**Aim**
Rewrite the stretch of the listing below from the line containing "Q: For every instance of the tall" through the end of the listing, changing "innermost point" to "center point" and leaving everything else unchanged.

**Data supplied**
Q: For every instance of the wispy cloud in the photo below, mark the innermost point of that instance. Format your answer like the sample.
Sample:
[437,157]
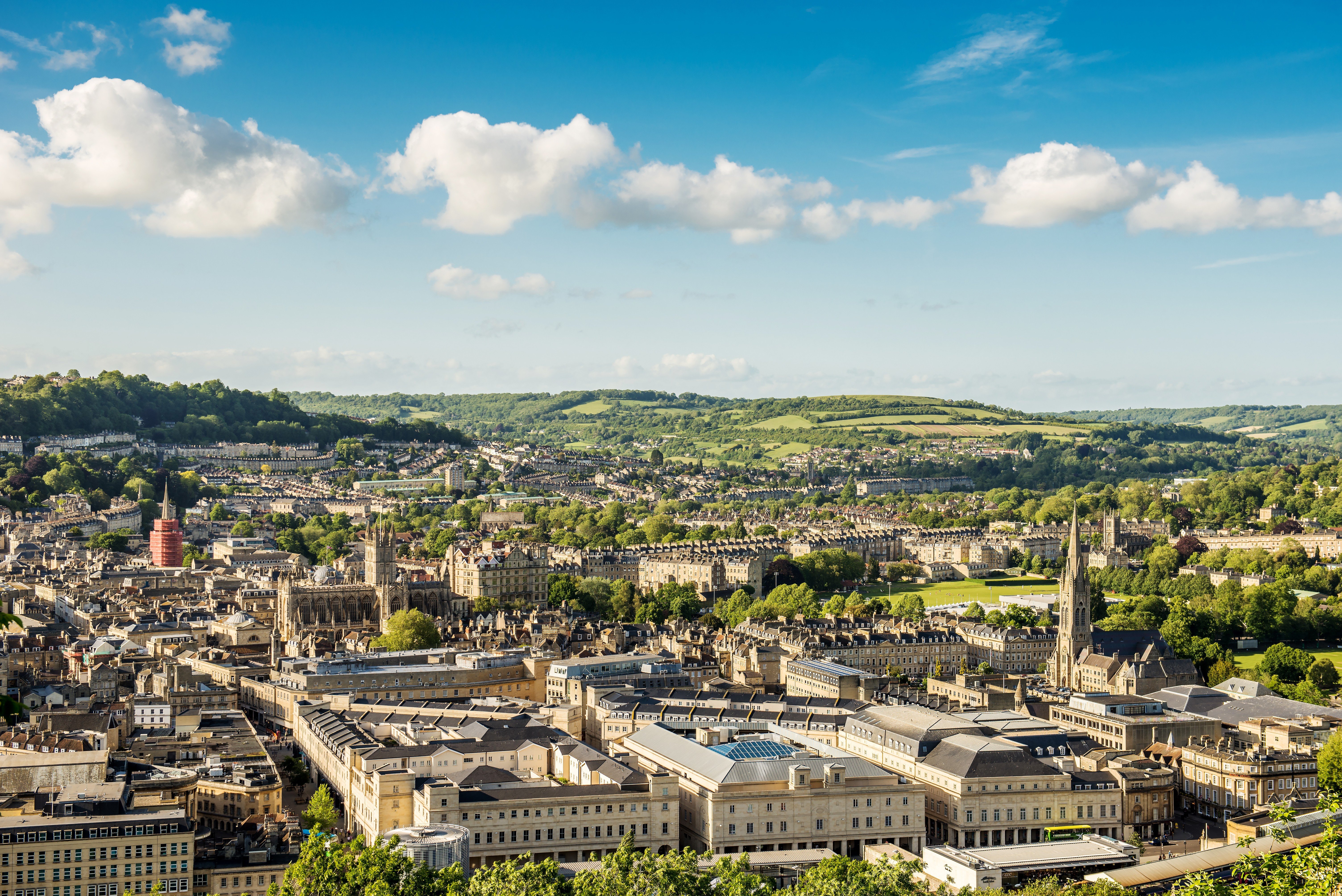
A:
[920,152]
[492,329]
[201,39]
[999,42]
[464,284]
[1249,259]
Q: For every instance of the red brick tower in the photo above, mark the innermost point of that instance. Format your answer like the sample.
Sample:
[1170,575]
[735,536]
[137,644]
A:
[166,540]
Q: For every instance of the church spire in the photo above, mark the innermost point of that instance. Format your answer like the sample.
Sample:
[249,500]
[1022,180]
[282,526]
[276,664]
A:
[1074,541]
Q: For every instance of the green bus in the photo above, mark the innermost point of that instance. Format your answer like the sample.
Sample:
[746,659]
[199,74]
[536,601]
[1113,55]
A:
[1067,832]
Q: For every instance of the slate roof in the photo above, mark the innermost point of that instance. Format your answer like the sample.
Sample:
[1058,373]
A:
[969,756]
[1246,689]
[727,770]
[1191,698]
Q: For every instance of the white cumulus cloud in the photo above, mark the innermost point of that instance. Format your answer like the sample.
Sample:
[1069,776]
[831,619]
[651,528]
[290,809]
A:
[120,144]
[497,175]
[464,284]
[751,206]
[1067,183]
[1000,44]
[1200,203]
[60,58]
[704,367]
[828,222]
[1061,183]
[195,41]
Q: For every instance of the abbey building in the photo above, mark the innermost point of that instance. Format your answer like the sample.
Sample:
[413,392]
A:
[311,608]
[1093,660]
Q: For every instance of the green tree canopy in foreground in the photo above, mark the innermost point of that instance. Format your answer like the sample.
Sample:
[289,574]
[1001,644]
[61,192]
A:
[408,631]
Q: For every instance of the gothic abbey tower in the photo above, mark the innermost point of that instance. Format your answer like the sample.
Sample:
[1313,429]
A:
[312,608]
[379,556]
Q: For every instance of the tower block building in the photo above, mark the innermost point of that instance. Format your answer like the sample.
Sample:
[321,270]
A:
[1074,622]
[315,610]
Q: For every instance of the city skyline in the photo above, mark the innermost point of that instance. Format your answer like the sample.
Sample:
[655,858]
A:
[1045,208]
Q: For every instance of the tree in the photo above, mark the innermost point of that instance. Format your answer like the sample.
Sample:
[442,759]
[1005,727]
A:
[331,868]
[113,541]
[658,528]
[1190,545]
[1222,671]
[902,571]
[828,569]
[1324,675]
[561,589]
[622,601]
[1288,663]
[408,631]
[321,811]
[909,607]
[677,874]
[1308,693]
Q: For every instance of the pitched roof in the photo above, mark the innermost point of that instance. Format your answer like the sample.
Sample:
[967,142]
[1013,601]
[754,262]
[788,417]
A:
[716,766]
[968,756]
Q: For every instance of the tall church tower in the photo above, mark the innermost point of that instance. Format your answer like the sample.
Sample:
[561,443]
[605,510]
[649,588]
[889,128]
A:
[1074,623]
[379,556]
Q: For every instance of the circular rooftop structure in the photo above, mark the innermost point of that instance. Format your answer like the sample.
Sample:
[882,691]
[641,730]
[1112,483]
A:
[435,846]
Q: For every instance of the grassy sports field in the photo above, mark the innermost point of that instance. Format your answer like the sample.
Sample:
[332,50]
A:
[972,589]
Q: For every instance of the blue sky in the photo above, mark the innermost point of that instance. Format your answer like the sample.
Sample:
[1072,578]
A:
[1045,207]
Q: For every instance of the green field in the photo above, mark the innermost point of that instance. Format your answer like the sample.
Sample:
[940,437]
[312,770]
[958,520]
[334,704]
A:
[973,589]
[591,407]
[787,450]
[787,422]
[1251,659]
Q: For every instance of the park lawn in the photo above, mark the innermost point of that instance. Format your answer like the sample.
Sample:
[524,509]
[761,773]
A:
[972,589]
[1251,659]
[591,407]
[787,450]
[787,422]
[1322,423]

**The response**
Q: For every instance of the tall church tower in the photo above, mark the center point of that instance. Format your answer like the sample.
Sample:
[561,443]
[605,510]
[649,588]
[889,128]
A:
[1074,623]
[379,556]
Q: For every instance of the circular rooftop structure in the photo above, mark the center point of that instance. Format your answer like the sample.
Sample:
[882,691]
[641,730]
[1112,483]
A:
[435,846]
Q: For every instance of the grassy sports field in the photo above, mark the center point of that instance. Format your answer like the sample.
Sample:
[332,50]
A:
[972,589]
Q: For every instance of the blue sky in the photo above, mark the center point of that instance. Format your answer like the sample.
Sample:
[1072,578]
A:
[1045,207]
Q: For every instance of the green field in the photo above, mark the center point of that instance. Format your answer like the sample.
Sample:
[940,437]
[312,770]
[958,520]
[334,704]
A:
[973,589]
[591,407]
[787,450]
[787,422]
[1251,659]
Q: For every instance of the park lawn in the photo above, mark the center point of that instance. Format your answer like the sample.
Sample:
[524,509]
[761,773]
A:
[972,589]
[1251,659]
[591,407]
[787,450]
[787,422]
[1322,423]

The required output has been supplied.